▸ **Problem requirements**
Your output should be the records below, word for word and picture-free.

■ ■ ■ ■

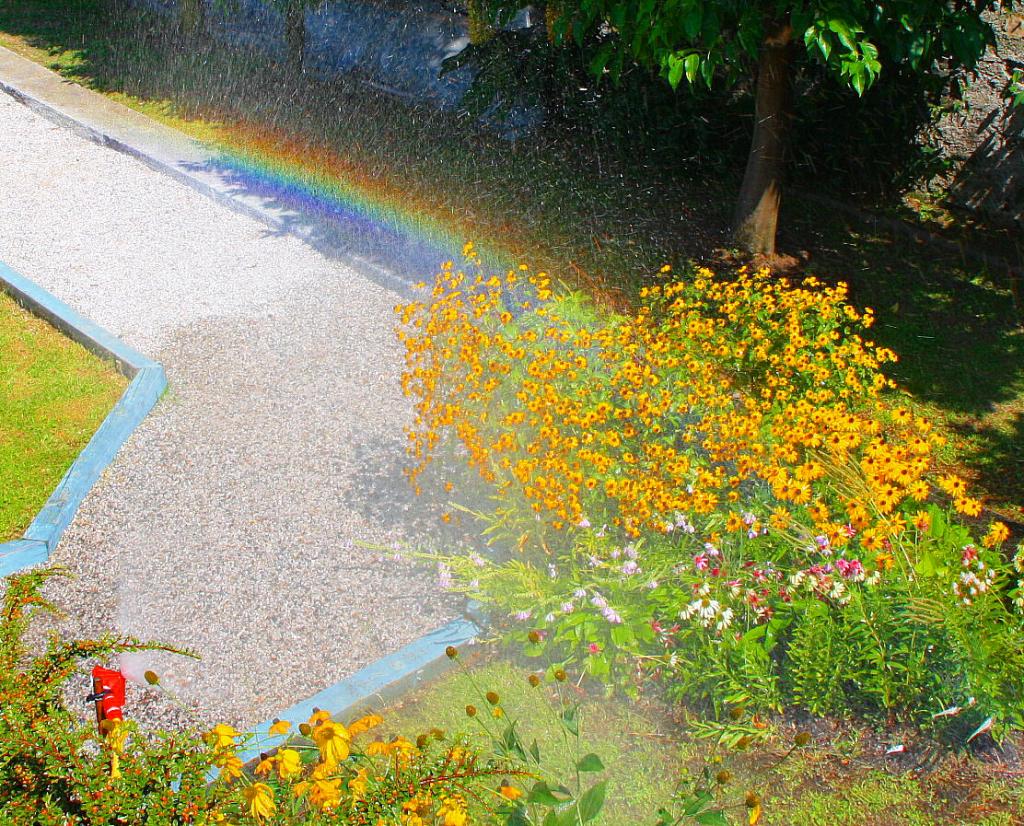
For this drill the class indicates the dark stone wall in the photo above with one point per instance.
(984, 139)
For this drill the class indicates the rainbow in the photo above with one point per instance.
(367, 215)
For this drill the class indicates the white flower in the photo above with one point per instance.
(724, 620)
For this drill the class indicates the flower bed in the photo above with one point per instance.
(710, 491)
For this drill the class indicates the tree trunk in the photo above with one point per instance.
(295, 35)
(192, 16)
(757, 210)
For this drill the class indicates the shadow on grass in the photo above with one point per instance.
(557, 200)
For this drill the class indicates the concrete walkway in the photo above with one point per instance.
(228, 523)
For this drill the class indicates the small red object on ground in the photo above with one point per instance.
(109, 693)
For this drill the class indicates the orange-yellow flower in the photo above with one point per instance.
(326, 794)
(997, 533)
(332, 739)
(280, 727)
(259, 801)
(289, 764)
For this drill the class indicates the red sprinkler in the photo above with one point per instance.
(108, 694)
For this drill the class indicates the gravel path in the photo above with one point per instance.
(228, 524)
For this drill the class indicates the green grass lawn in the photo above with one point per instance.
(564, 203)
(53, 395)
(839, 780)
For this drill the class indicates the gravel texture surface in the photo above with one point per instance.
(230, 522)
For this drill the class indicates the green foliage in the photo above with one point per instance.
(53, 395)
(706, 40)
(765, 576)
(53, 769)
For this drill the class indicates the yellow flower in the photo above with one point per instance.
(280, 727)
(358, 784)
(997, 533)
(453, 812)
(259, 799)
(326, 794)
(289, 764)
(230, 769)
(318, 715)
(332, 740)
(365, 724)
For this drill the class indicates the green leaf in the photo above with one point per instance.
(592, 801)
(692, 62)
(675, 71)
(542, 793)
(845, 34)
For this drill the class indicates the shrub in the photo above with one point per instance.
(710, 489)
(54, 769)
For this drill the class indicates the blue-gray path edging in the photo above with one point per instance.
(371, 687)
(147, 382)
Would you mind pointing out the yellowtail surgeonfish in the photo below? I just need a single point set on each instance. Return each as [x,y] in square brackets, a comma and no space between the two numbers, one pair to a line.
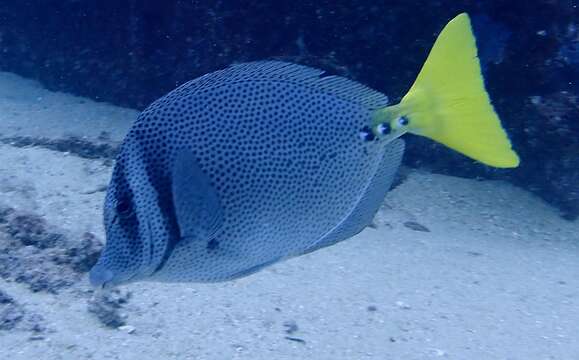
[265,161]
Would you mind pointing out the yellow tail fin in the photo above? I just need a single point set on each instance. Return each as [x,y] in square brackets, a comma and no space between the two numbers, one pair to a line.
[449,104]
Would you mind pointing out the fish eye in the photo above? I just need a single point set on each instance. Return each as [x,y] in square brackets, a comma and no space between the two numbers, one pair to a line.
[123,208]
[384,128]
[366,134]
[403,121]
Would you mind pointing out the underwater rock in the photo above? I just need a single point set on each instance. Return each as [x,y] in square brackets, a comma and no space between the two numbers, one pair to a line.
[14,316]
[107,307]
[73,145]
[413,225]
[163,48]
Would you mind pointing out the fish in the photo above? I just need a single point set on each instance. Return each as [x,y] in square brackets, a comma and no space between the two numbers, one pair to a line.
[265,161]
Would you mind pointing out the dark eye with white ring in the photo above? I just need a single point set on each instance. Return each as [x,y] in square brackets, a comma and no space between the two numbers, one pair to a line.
[403,121]
[384,129]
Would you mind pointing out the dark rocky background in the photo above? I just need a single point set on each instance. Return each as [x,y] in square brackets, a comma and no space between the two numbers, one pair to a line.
[131,52]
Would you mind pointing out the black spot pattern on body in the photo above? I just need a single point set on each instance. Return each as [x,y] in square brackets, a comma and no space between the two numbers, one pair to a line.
[282,149]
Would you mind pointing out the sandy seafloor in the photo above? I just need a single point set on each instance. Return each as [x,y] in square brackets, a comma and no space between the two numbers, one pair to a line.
[497,276]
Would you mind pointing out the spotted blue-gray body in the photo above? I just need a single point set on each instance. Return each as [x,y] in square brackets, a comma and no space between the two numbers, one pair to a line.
[242,168]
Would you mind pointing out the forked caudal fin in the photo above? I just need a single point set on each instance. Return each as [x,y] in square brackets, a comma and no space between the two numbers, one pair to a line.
[448,102]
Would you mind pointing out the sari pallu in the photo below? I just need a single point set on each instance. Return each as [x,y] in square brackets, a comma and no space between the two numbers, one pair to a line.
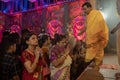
[63,72]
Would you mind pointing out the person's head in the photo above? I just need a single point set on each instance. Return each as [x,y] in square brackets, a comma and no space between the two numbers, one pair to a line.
[87,7]
[31,40]
[60,40]
[44,40]
[16,37]
[9,44]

■ ■ ■ ■

▸ **Exercise result**
For this drill the class indicates the dark stone wall in the photo above with one point per instance.
(984, 139)
For this drill the class indicates the rainbow in the photo above with one point per instance.
(367, 215)
For this drill the class indicates the white flower in the photo above with one point per instance.
(724, 620)
For this drill the class indicates the flower bed in the photo above with one point per instance.
(710, 491)
For this drill the class indicates the tree trunk in the photo above with one point per instance.
(295, 35)
(192, 16)
(757, 210)
For this drill the class indicates the shadow on grass in the photo above with one point per instance.
(557, 200)
For this drill the class indicates the concrete walkway in the photo above with one point per instance.
(228, 523)
For this drill the class indicates the small red object on ground in the photo above with one point per instance.
(109, 693)
For this drill the class indicates the orange-yellow flower in the photo above with one point per instance.
(326, 794)
(997, 533)
(332, 739)
(280, 727)
(259, 801)
(289, 764)
For this drill the class indicates the red sprinkler in the photo above with one point per instance.
(108, 694)
For this drill the class indicates the gravel path in the photo above with one point per instance.
(228, 524)
For this drill the class indicates the green grass lawn in the photo above with one point per instance.
(564, 203)
(53, 395)
(839, 780)
For this drill the class indicates the gravel texture surface in the photo above with one point per instance.
(230, 522)
For this drill the class indicates the green foliage in the photo above with one point per instance.
(53, 395)
(706, 40)
(765, 576)
(53, 769)
For this drill the class indicates the yellow flower in the photo above with one point per instance.
(280, 727)
(358, 784)
(997, 533)
(453, 812)
(259, 799)
(326, 794)
(289, 764)
(230, 769)
(318, 715)
(332, 740)
(365, 724)
For this drill the class indicates the green leaf in the photo above with one point per instance.
(592, 801)
(692, 62)
(675, 71)
(542, 793)
(845, 34)
For this drill the class indicates the shrub in the photo above with one point per instance.
(710, 489)
(54, 769)
For this drill the class indicates the blue-gray path edging in the photo above with one point per instance.
(371, 687)
(147, 382)
Would you mind pointing out the yellowtail surgeonfish in the photo below? I just need a single point set on each instance. Return each as [x,y] in square brackets, a comma and no space between the two numbers, one pair to a line.
[265,161]
Would you mind pointing out the yellow tail fin in the photo above? I just need a single point set on each instance. Return each as [x,y] in square brackets, a comma and no space between the two numbers, one pair to a line.
[449,104]
Would you mind pointing out the fish eye in the photo above? I just need a single point set on each instance. Return each as [x,y] in square brackets, a comma and no space between the two numbers, one pair to a line.
[123,208]
[384,128]
[366,134]
[403,121]
Would you mind pointing out the underwater rock in the photo above? I just need a single point set on each instance. Return each as [x,y] in square brackets, a comma and no space between the two numbers, one pair to a line.
[14,316]
[107,307]
[73,145]
[413,225]
[163,48]
Would you mind pointing out the fish in the photo above? I just need a single point set on each instance. Return each as [x,y] in square brackets, a comma and no space between the two numbers, one pair to a line.
[265,161]
Would you mind pointing out the dark eye with white ring in the photo above? I just need a single point set on each instance. Return each as [x,y] in square brackets, a comma and no space between the two numbers, one pair to a line.
[403,121]
[384,129]
Would you mind pointing out the dark rocky background in the photo above? I just need a single point set on each instance. Return each as [x,y] in square brackets, a comma and no space between the two numbers, one pair to a line.
[131,52]
Would you mind pointing out the black spot pattern on body in the photo above? I just need a single point set on each instance. Return each as [x,y] in square brackets, a comma and no space between the two numbers, one pair to a line.
[282,149]
Would you mind pointing out the sandy seafloor in the photo above? I just need a single point set on each instance. Return each as [x,y] in square brackets, a comma and no space between the two numbers, one pair to a line.
[497,276]
Would you mind pointing out the spotted blue-gray body in the photo above? I just need a single point set on each instance. Return each as [x,y] in square brackets, a comma and no space between the two numbers, one pair to a line.
[242,168]
Would you mind pointing out the forked caudal fin in the photo above? I just need a single point set on each instance. Return each as [x,y] in square brackets, a comma and no space between the two numbers, one pair to a line.
[448,102]
Would you mind pointing out the sari pallu in the photo below? I just need a single point set on each instance. Return each as [x,y] in square brackets, a comma and no space between the two numbers, one pair to a line.
[63,72]
Would you mind pointing out the person's head in the photo above? I just need a single point set on each instance. Return each as [x,y] in square brackets, a comma and no space between the two numbers, one pair to a line.
[87,7]
[31,40]
[60,40]
[44,40]
[16,37]
[9,44]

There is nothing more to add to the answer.